[SOURCE INFORMATION]
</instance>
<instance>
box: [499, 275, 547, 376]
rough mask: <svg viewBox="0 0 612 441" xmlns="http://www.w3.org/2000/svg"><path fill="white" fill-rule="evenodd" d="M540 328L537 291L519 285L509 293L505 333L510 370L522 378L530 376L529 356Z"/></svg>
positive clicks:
[/SOURCE INFORMATION]
# EXERCISE
Repeat the records, every one of them, without any deviation.

# RESPONSE TO THIS EXERCISE
</instance>
<instance>
box: [499, 275, 547, 376]
rough mask: <svg viewBox="0 0 612 441" xmlns="http://www.w3.org/2000/svg"><path fill="white" fill-rule="evenodd" d="M540 328L537 291L519 285L509 293L505 333L510 370L522 378L530 376L529 356Z"/></svg>
positive clicks:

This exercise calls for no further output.